**Material for this task**
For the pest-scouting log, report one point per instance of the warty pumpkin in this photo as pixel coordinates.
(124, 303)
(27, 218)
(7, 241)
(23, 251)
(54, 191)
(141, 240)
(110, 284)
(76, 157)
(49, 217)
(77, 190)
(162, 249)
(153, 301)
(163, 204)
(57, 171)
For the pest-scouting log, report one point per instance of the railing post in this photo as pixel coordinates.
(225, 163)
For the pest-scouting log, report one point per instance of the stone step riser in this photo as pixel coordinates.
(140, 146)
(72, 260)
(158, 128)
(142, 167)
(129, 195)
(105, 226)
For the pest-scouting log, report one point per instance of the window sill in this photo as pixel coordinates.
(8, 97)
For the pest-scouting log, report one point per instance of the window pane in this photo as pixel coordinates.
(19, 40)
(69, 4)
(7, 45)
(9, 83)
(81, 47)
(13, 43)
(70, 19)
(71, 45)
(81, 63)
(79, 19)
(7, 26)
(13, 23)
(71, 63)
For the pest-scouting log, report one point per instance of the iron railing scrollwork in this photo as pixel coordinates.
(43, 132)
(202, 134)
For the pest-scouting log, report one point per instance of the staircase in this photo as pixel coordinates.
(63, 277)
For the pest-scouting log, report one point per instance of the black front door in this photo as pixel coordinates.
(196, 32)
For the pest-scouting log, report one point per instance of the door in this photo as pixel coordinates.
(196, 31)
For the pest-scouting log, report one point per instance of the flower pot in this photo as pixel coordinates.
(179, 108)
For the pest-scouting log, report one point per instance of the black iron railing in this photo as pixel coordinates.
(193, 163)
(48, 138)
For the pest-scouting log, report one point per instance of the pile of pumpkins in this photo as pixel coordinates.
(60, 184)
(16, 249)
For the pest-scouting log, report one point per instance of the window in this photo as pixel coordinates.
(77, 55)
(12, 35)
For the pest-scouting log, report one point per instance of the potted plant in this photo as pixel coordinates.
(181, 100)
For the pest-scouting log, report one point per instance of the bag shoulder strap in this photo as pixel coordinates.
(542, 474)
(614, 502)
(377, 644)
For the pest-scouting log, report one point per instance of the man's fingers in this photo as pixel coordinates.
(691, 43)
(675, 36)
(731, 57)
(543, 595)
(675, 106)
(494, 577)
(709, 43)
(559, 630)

**Work to do**
Copy all of the rows above verbatim, line by line, with no change to any word, number, or punctuation mark.

**Task answer**
For the pest-scouting log, report one point per instance of the warty pumpkin in this photo as pixel coordinates.
(124, 303)
(27, 218)
(7, 241)
(23, 251)
(54, 191)
(141, 240)
(110, 284)
(76, 157)
(49, 217)
(77, 190)
(162, 249)
(153, 301)
(163, 204)
(57, 171)
For the pest-scouting log, report one point per instance of the railing post in this photo as pixel coordinates.
(225, 163)
For the pest-scouting log, report one point per instance of the stone step riser in this photo as pixel coordinates.
(140, 146)
(72, 260)
(158, 128)
(142, 167)
(129, 195)
(105, 226)
For the pest-scouting log, report one point per instance of the window sill in this photo as pixel coordinates.
(8, 97)
For the pest-scouting log, report one point per instance of the window pane in this photo as pixel coordinates.
(19, 40)
(69, 4)
(7, 45)
(9, 83)
(81, 47)
(13, 43)
(70, 19)
(71, 45)
(81, 63)
(79, 19)
(7, 26)
(13, 23)
(71, 63)
For the pest-scouting log, report one point per instance of the iron railing scrollwork in this photo as pixel coordinates.
(43, 132)
(202, 134)
For the pest-scouting log, report one point per instance of the staircase in this photo as pixel coordinates.
(63, 277)
For the pest-scouting log, report one point per instance of the black front door in this photo as pixel coordinates.
(196, 32)
For the pest-scouting log, report one point per instance of the door in this photo as pixel coordinates.
(196, 31)
For the pest-scouting log, report one point per instance of the flower pot in this photo as pixel coordinates.
(179, 108)
For the pest-scouting log, report one point per instance of the black iron railing in this photo as pixel coordinates.
(193, 163)
(48, 138)
For the pest-scouting log, report one point per instance of the pile of pumpkins in this photo as pixel coordinates.
(60, 184)
(16, 249)
For the pest-scouting log, report one point per instance of the window in this photo as pixel coordinates.
(77, 55)
(12, 35)
For the pest-scouting log, report one point per instance of the potted plant in this photo as pixel coordinates.
(181, 100)
For the pest-scouting log, report one point per instance of the bag shoulder strap in this photo as pixel coordinates.
(542, 474)
(614, 502)
(377, 644)
For the pest-scouting log, report one point per instance of the man's fingers in this photo as pixel coordinates.
(691, 43)
(675, 36)
(731, 57)
(543, 595)
(675, 106)
(494, 577)
(709, 43)
(559, 630)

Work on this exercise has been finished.